■ **WHAT TO PRODUCE**:
Give the data below as a CSV with two columns headed "prompt" and "points", one row for each entry. Put each value in a single quoted field and turn any line breaks into spaces.

■ **MATERIAL SUPPLIED**:
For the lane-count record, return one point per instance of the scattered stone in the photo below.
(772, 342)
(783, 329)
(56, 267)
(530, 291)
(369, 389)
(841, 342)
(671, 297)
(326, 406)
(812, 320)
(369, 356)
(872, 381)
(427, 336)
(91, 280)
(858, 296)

■ **PROBLEM SOLUTION**:
prompt,points
"For the lane-count record, return one point per instance of the scattered stone in the photo below.","(772, 342) (783, 329) (56, 267) (530, 291) (369, 389) (841, 342) (671, 297) (326, 406) (812, 320) (369, 356) (872, 381) (427, 336) (91, 280) (858, 296)"